━━ GIVEN DATA

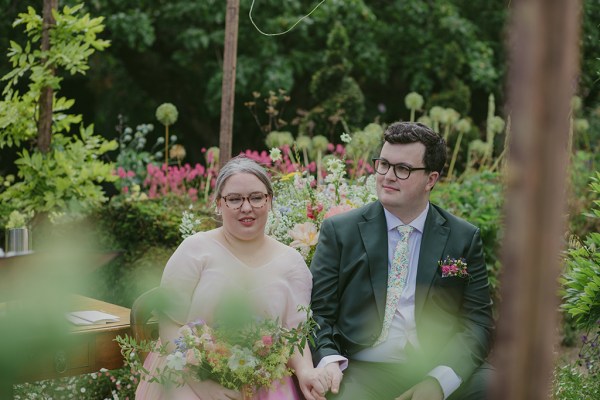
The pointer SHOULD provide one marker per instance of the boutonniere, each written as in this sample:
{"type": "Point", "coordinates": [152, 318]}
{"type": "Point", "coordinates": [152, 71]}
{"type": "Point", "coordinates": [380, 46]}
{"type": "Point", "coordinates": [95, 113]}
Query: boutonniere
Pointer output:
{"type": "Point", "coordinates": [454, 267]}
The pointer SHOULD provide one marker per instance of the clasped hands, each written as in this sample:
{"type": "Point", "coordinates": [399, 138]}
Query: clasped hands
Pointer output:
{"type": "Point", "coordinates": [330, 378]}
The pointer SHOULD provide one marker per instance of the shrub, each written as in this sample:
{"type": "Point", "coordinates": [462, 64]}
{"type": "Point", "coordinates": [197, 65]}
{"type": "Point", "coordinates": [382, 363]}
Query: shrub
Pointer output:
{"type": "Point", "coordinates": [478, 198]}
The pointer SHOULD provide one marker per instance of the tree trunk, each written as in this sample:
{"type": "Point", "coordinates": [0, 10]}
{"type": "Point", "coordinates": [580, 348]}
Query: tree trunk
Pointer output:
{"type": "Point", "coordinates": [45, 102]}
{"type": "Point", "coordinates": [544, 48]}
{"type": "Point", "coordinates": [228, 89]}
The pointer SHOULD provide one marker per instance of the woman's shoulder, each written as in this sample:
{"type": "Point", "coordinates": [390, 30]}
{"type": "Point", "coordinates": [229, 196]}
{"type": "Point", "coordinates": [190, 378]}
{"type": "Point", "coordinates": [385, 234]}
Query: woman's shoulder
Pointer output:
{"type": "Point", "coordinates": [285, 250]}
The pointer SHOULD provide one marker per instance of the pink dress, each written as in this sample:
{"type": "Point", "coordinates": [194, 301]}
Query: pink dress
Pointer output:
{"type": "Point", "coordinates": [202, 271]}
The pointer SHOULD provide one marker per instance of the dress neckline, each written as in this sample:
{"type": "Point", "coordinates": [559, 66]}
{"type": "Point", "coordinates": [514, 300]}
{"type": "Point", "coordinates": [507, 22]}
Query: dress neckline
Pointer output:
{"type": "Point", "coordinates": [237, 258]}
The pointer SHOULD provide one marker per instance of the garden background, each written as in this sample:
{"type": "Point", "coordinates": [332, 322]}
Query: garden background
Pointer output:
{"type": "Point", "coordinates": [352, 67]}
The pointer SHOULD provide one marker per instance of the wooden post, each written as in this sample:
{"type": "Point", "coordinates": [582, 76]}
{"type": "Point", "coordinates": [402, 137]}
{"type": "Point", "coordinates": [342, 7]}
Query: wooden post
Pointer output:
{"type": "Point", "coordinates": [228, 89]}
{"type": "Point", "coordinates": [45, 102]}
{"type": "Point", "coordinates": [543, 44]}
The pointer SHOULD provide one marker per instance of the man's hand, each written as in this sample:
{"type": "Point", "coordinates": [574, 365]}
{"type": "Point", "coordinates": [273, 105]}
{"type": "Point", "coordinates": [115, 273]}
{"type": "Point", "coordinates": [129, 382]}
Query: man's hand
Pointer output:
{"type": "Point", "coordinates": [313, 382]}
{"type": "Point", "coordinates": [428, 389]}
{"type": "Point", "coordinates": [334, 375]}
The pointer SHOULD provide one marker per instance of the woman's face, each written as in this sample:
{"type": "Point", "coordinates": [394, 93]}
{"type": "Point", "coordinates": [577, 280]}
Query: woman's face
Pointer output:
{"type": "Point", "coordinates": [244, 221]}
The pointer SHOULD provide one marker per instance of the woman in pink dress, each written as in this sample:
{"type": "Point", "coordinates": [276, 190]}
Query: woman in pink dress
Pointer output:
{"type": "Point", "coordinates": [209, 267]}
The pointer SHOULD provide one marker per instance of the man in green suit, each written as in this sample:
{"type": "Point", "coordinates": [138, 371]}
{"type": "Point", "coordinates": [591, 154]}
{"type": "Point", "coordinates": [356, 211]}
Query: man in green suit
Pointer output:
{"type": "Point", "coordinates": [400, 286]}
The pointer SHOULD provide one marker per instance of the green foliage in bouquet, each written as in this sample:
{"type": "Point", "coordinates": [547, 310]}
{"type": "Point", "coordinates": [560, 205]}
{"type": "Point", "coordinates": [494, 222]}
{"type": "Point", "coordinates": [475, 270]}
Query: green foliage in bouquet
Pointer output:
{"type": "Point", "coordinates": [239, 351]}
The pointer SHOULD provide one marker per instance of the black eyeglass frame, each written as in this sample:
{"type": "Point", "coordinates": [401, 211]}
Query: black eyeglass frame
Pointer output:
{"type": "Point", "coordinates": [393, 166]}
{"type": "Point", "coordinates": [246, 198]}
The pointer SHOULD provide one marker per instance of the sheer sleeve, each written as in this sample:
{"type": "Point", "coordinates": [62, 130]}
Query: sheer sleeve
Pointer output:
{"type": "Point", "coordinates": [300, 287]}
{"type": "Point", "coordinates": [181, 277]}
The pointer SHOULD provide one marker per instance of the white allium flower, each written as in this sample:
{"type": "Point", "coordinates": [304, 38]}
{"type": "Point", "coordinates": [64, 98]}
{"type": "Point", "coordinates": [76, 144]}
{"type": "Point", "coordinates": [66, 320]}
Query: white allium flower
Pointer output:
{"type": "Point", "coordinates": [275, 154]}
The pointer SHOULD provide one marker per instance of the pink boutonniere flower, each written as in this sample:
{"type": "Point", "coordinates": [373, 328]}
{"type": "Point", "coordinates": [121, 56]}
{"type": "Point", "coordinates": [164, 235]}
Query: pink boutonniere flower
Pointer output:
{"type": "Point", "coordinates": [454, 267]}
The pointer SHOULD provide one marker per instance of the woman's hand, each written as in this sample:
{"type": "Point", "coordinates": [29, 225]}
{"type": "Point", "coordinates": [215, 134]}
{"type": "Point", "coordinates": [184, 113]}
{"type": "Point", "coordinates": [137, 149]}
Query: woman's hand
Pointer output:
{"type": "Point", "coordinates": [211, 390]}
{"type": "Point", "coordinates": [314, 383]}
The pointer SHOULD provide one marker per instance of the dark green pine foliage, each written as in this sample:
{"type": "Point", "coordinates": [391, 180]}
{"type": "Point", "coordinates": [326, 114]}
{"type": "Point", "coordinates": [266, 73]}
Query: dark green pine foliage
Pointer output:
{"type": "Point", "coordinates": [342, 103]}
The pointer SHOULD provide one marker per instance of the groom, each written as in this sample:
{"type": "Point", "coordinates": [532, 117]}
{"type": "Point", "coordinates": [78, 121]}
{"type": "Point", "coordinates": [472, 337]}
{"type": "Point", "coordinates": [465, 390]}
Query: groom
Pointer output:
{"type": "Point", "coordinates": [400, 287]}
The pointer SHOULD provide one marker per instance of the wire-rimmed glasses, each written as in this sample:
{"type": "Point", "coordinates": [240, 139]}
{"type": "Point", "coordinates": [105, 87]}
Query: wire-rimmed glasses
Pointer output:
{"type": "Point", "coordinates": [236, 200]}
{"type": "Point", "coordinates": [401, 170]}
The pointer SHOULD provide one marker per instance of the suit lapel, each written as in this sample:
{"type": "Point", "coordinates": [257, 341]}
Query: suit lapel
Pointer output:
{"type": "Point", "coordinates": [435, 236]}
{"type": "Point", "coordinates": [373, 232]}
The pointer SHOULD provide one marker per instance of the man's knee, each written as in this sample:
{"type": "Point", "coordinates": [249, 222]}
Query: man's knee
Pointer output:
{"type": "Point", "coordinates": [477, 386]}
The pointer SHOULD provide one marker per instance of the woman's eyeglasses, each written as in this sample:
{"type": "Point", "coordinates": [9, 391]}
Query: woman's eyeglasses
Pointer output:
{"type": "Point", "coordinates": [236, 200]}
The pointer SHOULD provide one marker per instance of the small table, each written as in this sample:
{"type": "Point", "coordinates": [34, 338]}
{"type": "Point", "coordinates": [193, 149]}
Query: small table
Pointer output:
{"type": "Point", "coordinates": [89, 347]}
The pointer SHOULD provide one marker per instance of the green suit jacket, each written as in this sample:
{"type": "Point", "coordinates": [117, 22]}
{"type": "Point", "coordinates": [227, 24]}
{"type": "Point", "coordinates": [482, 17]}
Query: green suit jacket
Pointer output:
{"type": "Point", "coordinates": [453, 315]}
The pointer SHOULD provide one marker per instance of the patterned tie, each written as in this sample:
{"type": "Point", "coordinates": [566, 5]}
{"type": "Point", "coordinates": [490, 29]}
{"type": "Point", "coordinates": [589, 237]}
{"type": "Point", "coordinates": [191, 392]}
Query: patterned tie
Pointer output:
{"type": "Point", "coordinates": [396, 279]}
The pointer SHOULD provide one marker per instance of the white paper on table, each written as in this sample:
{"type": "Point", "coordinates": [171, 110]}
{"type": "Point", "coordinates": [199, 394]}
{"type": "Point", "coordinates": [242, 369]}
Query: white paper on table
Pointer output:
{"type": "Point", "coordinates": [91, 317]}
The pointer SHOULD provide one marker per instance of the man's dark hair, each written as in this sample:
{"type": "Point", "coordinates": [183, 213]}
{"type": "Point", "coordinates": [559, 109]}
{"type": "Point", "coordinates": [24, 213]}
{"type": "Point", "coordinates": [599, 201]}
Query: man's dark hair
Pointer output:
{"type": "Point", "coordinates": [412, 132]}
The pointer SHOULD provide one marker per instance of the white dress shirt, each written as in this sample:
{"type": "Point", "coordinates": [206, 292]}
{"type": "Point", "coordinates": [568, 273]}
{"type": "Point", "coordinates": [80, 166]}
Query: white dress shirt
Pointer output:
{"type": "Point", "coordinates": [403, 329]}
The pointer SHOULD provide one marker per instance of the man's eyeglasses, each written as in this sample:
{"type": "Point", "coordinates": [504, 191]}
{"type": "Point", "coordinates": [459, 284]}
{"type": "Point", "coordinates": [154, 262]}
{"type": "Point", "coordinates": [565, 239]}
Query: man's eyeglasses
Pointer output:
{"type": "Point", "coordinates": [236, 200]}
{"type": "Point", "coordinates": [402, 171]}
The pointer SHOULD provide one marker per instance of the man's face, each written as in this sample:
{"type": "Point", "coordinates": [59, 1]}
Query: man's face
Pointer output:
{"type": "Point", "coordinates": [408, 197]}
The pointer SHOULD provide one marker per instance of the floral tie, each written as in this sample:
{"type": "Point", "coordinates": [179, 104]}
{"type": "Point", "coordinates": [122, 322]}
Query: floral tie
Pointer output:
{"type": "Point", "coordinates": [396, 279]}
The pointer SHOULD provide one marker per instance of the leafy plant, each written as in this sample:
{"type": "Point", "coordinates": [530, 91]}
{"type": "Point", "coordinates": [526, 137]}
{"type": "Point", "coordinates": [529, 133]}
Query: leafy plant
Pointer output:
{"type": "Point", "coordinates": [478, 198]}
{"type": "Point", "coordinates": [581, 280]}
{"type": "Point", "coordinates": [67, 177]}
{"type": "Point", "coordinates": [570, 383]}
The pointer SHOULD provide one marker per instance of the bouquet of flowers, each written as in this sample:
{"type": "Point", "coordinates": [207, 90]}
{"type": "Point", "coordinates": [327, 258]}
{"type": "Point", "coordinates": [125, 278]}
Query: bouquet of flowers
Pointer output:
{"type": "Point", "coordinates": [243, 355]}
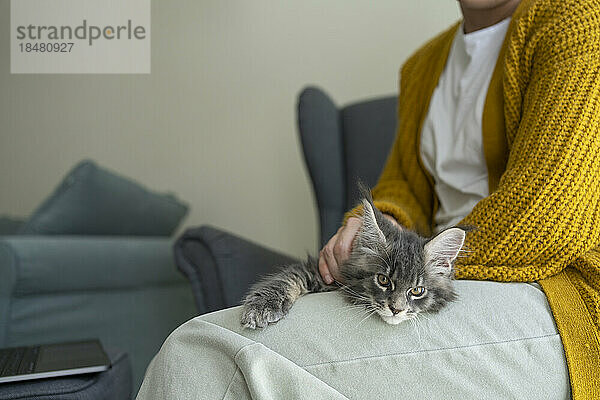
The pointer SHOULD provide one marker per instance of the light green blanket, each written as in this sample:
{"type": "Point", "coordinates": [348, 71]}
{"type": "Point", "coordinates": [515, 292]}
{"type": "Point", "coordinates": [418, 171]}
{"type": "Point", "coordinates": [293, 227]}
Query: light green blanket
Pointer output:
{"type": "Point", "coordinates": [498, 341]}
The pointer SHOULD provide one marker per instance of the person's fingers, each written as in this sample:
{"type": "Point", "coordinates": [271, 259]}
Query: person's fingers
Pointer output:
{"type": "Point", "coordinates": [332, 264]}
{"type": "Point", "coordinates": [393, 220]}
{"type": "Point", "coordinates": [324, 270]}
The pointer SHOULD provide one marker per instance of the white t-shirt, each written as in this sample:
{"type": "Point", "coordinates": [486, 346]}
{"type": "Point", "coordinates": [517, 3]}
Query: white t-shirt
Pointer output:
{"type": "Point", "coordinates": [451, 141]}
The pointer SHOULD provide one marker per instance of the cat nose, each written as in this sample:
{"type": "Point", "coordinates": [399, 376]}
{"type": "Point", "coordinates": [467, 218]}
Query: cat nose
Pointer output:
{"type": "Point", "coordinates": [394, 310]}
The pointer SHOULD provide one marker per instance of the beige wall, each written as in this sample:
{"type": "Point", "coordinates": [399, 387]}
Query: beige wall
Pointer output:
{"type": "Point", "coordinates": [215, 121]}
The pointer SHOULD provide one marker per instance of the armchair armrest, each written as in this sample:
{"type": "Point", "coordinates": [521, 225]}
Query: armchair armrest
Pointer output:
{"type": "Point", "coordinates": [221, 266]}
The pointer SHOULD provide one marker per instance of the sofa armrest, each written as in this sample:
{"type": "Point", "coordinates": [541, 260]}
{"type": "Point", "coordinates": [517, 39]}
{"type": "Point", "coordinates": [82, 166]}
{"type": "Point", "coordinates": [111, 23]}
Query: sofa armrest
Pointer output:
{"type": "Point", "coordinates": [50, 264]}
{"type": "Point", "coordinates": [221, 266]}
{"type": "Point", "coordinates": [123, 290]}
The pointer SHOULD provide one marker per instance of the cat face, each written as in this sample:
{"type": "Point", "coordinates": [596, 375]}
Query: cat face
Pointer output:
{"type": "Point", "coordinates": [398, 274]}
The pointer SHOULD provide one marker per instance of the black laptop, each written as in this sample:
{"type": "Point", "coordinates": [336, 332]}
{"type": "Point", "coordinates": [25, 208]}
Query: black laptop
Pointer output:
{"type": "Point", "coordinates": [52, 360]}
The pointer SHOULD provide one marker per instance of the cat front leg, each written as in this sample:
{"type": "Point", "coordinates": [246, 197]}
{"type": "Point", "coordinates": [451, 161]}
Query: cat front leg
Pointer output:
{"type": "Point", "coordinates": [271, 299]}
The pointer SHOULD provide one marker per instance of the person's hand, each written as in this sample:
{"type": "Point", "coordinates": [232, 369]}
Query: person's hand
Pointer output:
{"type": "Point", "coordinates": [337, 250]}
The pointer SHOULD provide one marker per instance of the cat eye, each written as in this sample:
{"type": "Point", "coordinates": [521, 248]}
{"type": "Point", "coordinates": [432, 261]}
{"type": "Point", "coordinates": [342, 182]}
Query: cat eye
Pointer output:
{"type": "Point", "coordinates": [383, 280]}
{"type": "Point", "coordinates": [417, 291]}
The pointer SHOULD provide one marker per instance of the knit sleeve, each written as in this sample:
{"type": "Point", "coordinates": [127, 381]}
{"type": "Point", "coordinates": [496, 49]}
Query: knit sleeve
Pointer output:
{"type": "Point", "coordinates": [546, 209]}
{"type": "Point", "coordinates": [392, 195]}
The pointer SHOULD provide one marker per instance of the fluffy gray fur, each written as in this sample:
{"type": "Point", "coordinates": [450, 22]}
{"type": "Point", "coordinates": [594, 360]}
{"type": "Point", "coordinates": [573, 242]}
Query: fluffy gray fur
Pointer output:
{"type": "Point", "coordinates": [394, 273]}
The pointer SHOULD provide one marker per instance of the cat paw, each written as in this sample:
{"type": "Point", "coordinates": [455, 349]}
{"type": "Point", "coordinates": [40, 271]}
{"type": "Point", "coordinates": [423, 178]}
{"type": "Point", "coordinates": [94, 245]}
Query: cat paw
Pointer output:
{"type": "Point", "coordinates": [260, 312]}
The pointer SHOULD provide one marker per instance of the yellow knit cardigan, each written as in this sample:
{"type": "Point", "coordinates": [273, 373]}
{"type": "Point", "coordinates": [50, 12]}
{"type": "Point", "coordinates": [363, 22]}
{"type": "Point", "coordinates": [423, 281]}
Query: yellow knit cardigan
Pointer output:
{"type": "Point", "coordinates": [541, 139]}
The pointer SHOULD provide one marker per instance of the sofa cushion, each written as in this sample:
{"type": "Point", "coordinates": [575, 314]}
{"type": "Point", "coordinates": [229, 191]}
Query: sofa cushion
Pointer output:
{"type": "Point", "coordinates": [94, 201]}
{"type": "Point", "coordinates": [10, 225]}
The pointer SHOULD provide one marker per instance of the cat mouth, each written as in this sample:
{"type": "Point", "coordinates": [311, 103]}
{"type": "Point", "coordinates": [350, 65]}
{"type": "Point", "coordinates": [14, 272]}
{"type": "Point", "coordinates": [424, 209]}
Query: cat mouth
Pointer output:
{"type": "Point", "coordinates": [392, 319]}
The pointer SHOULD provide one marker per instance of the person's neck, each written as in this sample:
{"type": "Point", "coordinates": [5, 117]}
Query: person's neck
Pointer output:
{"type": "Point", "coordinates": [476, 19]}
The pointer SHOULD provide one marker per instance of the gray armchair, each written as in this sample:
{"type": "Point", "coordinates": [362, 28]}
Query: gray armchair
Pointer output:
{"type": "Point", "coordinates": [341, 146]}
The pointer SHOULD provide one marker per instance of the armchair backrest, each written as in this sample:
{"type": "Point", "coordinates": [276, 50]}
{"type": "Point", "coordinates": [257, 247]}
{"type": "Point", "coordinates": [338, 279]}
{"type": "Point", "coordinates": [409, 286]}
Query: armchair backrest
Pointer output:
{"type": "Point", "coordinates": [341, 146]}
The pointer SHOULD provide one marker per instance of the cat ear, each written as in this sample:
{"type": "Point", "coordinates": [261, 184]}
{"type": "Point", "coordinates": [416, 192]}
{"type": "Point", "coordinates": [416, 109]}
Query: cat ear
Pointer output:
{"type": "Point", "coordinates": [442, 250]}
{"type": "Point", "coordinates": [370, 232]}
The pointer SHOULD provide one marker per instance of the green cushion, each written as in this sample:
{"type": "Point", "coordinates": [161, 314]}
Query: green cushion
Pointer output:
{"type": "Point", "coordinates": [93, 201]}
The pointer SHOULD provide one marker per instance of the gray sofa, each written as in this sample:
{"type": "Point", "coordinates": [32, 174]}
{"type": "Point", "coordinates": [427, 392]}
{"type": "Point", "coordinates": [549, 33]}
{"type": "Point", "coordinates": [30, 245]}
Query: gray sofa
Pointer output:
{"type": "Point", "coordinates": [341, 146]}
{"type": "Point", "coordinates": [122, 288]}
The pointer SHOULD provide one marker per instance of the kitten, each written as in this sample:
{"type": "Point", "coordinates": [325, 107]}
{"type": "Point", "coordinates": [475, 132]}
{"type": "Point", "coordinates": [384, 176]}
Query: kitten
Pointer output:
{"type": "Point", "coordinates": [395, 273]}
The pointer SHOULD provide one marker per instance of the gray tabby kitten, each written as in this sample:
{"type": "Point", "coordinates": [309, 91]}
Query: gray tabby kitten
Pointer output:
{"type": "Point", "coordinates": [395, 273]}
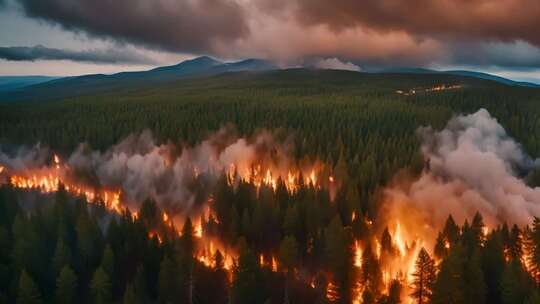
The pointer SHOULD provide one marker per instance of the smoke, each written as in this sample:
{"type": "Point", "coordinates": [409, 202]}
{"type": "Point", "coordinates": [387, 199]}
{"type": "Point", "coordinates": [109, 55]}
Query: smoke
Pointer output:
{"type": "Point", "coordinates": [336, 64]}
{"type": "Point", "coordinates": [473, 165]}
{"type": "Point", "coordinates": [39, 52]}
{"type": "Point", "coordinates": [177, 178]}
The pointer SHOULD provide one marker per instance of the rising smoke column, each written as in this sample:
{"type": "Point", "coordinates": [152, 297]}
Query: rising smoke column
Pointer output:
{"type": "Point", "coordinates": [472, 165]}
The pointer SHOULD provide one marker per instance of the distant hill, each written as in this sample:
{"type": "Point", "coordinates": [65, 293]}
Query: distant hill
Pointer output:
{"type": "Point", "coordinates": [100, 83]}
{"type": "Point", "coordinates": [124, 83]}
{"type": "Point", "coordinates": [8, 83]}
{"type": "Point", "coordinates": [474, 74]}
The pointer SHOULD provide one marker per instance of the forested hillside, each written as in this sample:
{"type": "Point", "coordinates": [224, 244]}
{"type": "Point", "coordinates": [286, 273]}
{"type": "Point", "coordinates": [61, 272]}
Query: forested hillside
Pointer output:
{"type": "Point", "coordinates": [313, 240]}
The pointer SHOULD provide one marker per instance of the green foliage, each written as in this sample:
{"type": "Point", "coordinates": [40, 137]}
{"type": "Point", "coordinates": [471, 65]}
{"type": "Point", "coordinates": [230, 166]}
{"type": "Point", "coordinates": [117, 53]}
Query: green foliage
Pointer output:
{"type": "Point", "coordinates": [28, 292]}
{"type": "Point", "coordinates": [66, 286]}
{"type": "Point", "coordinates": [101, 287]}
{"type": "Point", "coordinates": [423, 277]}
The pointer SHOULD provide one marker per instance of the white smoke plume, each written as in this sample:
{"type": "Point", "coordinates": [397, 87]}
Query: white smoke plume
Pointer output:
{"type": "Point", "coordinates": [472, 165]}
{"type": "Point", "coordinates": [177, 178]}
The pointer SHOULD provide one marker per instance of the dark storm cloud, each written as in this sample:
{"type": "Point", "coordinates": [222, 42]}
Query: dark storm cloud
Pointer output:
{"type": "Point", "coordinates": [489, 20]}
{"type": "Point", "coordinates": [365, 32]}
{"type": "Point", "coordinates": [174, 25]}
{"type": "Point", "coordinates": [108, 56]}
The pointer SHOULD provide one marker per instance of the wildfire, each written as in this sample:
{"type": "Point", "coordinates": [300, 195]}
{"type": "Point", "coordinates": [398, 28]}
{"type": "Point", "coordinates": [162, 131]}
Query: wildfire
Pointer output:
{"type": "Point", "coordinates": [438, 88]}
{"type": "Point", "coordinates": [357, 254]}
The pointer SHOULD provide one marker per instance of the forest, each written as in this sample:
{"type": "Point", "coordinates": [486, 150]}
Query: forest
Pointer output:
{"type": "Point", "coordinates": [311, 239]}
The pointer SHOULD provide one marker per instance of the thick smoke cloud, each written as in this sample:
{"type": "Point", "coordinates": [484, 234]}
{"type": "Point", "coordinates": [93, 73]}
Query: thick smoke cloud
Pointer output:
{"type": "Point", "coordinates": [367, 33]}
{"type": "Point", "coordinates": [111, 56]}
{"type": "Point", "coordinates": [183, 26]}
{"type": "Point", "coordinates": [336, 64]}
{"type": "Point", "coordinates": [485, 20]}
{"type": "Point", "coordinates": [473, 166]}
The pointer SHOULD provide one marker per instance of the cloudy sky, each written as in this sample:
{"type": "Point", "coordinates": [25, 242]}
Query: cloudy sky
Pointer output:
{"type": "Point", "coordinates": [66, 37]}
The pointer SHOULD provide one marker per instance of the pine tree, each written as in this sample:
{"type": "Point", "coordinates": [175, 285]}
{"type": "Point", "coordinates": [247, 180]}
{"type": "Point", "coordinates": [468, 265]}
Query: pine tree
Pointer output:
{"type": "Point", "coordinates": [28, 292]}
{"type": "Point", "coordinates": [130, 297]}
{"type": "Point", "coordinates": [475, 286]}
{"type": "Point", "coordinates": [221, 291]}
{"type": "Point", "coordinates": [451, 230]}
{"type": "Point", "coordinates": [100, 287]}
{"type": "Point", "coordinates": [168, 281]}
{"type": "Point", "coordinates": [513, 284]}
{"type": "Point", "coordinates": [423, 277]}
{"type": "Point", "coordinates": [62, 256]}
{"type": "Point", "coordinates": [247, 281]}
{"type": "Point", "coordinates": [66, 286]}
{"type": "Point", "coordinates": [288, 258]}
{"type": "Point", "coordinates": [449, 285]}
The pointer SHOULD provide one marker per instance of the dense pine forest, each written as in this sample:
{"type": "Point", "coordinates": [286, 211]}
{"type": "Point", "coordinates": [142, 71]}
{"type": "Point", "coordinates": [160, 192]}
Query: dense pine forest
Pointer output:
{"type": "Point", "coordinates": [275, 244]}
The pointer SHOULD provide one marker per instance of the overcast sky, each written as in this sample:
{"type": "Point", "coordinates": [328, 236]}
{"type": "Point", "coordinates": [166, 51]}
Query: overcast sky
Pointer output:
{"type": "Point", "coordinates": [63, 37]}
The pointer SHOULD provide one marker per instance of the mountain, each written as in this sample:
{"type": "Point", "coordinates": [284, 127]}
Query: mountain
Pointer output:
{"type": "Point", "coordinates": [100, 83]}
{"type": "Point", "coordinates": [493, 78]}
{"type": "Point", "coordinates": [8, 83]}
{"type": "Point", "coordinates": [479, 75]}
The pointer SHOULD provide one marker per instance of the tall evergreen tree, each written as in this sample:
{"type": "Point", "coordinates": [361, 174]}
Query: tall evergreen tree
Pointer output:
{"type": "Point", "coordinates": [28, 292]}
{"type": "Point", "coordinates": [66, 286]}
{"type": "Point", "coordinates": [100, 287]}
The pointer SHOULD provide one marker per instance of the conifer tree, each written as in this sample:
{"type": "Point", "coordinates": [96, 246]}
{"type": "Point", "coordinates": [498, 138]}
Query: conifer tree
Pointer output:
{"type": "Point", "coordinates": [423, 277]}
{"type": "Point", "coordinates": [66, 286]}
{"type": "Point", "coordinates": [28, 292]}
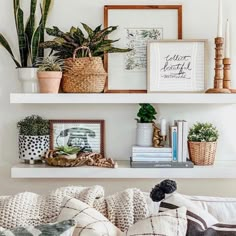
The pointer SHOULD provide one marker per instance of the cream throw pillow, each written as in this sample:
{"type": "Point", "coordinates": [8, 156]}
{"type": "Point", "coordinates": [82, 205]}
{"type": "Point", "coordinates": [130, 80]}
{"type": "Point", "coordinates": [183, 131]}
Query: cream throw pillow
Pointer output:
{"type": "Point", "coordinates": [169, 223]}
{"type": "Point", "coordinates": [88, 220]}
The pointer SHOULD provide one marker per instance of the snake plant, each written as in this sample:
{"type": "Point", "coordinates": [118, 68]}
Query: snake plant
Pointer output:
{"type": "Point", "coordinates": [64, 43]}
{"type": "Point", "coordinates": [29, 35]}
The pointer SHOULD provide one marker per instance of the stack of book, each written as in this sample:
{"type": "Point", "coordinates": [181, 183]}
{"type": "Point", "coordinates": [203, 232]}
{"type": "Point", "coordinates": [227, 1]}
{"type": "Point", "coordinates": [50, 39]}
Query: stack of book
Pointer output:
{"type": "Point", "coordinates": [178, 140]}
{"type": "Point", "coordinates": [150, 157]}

━━━━

• _EXERCISE_
Pictures aside, repeat exactly every line from the top of the listing above through the line bearing "The pointer SHOULD provide one marker per instance of the dress", inclusive.

• _ANSWER BELOW_
The pointer SHOULD provide one marker per instance of the boutonniere, each written as in this sample:
{"type": "Point", "coordinates": [152, 318]}
{"type": "Point", "coordinates": [152, 71]}
{"type": "Point", "coordinates": [380, 46]}
{"type": "Point", "coordinates": [95, 113]}
Query: boutonniere
Pointer output:
{"type": "Point", "coordinates": [454, 267]}
The pointer SHOULD provide one marker per instance of the clasped hands, each written as in this sample:
{"type": "Point", "coordinates": [399, 138]}
Query: clasped hands
Pointer output:
{"type": "Point", "coordinates": [330, 378]}
The pointer SHOULD provide one marker per instance of the shrub, each written as in this sample:
{"type": "Point", "coordinates": [462, 64]}
{"type": "Point", "coordinates": [197, 65]}
{"type": "Point", "coordinates": [382, 363]}
Query: shrub
Pointer output:
{"type": "Point", "coordinates": [478, 198]}
The pointer SHOULD provide one marker per instance of the tree trunk, each written as in this sample:
{"type": "Point", "coordinates": [0, 10]}
{"type": "Point", "coordinates": [580, 348]}
Query: tree trunk
Pointer output:
{"type": "Point", "coordinates": [45, 102]}
{"type": "Point", "coordinates": [544, 48]}
{"type": "Point", "coordinates": [228, 89]}
The pointer SHOULD provide one marker per instance of the woman's shoulder, each written as in this sample:
{"type": "Point", "coordinates": [390, 30]}
{"type": "Point", "coordinates": [229, 196]}
{"type": "Point", "coordinates": [190, 378]}
{"type": "Point", "coordinates": [385, 234]}
Query: woman's shoulder
Pointer output:
{"type": "Point", "coordinates": [285, 250]}
The pointer SHOULD provide one marker per instance of the pink dress, each written as in this sample:
{"type": "Point", "coordinates": [194, 301]}
Query: pink dress
Pointer output:
{"type": "Point", "coordinates": [202, 271]}
The pointer SHOULD provide one marker per instance of the dress neckline, each written as in this sample:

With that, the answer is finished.